━━━ INFORMATION SHOWN ━━━
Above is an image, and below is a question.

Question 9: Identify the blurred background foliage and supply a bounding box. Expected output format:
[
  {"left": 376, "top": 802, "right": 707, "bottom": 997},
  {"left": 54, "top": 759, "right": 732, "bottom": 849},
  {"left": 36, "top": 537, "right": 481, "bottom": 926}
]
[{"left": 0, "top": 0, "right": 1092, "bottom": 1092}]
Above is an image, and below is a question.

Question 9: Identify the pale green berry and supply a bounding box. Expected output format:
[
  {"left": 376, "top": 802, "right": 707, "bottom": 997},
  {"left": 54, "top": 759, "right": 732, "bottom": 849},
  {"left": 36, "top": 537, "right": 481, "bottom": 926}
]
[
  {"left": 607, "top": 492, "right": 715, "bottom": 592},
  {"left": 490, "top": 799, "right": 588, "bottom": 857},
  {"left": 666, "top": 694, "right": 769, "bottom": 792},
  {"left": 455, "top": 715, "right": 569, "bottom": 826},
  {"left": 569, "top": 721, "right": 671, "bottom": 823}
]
━━━
| EXERCISE AIM |
Rewrite the listing above as a numbered list with one line per item, and leave out the blank lines.

| SOLUTION FOR THIS EXERCISE |
1. Above is an image, and below is a question.
2. Question 9: Identify the blurred background foliage and supply a bounding box. Expected output format:
3. [
4.   {"left": 376, "top": 802, "right": 707, "bottom": 997},
5.   {"left": 54, "top": 759, "right": 732, "bottom": 849},
6.   {"left": 36, "top": 537, "right": 481, "bottom": 926}
7. ]
8. [{"left": 0, "top": 0, "right": 1092, "bottom": 1092}]
9. Above is an image, and below is a question.
10. Question 9: Identify the pale green berry and supply a bounding box. Expected output format:
11. [
12.   {"left": 376, "top": 802, "right": 707, "bottom": 997},
13.   {"left": 54, "top": 759, "right": 732, "bottom": 849},
14.   {"left": 36, "top": 537, "right": 481, "bottom": 926}
15. ]
16. [
17.   {"left": 607, "top": 492, "right": 715, "bottom": 592},
18.   {"left": 490, "top": 799, "right": 588, "bottom": 857},
19.   {"left": 666, "top": 694, "right": 769, "bottom": 792},
20.   {"left": 455, "top": 715, "right": 569, "bottom": 826},
21.   {"left": 569, "top": 721, "right": 671, "bottom": 823}
22. ]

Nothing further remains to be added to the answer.